Der Hausarztberuf, also die Spezialisierung zum Facharzt für Allgemeinmedizin, ist bei vielen Studenten unbeliebt. Dabei entsprechen einige Kritikpunkte gar nicht der Realität. Im Gegenteil: Der Hausarztberuf hat gegenüber anderen Fachärzten Vorteile.

Von Christina Sartori | 21.07.2015
    Ein Hausarzt sitzt in seinem Beratungszimmer vor einem Computer
    Der Beruf des Hausarztes bietet unter anderem eine engere Patientenbindung sowie eine bessere Vereinbarung von Familie und Beruf. (dpa / picture alliance / Klaus Rose)
    Doktor Wolfgang Kreischer ist Hausarzt in Berlin, seit über 30 Jahren. Würde er einem Medizinstudenten heute dazu raten, Hausarzt zu werden?
    "Unbedingt! Ich denke, es ist der Beruf oder die Fachrichtung mit dem größten Spektrum und ich hab das Gefühl, dass ich manchmal Teil der Familien bin, weil: Ich kenn die Familien sehr lange, ich kenn die Kinder, ich kenn die Enkelkinder und ich werd praktisch bei jeder Frage, die sich auftut, konsultiert. Gerade auch so die Fragen in Richtung Psychosomatik und allgemeine Lebensführung."
    Keinesfalls langweilige Routine
    Trotzdem haben nur wenige Medizinstudenten das Ziel, sich später als Hausarzt niederzulassen. Sie verbinden mit dem Beruf des Hausarztes Husten, Schnupfen und andere Zipperlein, tagein tagaus - langweilige Routine, keine medizinischen Herausforderungen. Ein Vorurteil, findet Wolfgang Kreischer:
    "Naja, das ist ein bisschen arrogant bzw. zeugt von Unkenntnis. Natürlich gibt es Patienten mit Schnupfen und mit Husten in der Praxis, aber es gibt auch ganz exotische Fälle, die sonst ein Arzt nicht sieht."

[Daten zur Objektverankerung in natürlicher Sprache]
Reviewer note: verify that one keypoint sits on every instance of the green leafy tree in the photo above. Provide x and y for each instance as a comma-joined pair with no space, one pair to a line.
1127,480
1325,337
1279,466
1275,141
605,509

→ **Aufgabe**
Schreiben Sie aus dem Text über den Hausarztberuf die Passage wörtlich ab, die mit „Von Christina Sartori“ beginnt und mit „Hausarzt zu werden?“ endet.

→ **Lösung**
Von Christina Sartori | 21.07.2015
    Ein Hausarzt sitzt in seinem Beratungszimmer vor einem Computer
    Der Beruf des Hausarztes bietet unter anderem eine engere Patientenbindung sowie eine bessere Vereinbarung von Familie und Beruf. (dpa / picture alliance / Klaus Rose)
    Doktor Wolfgang Kreischer ist Hausarzt in Berlin, seit über 30 Jahren. Würde er einem Medizinstudenten heute dazu raten, Hausarzt zu werden?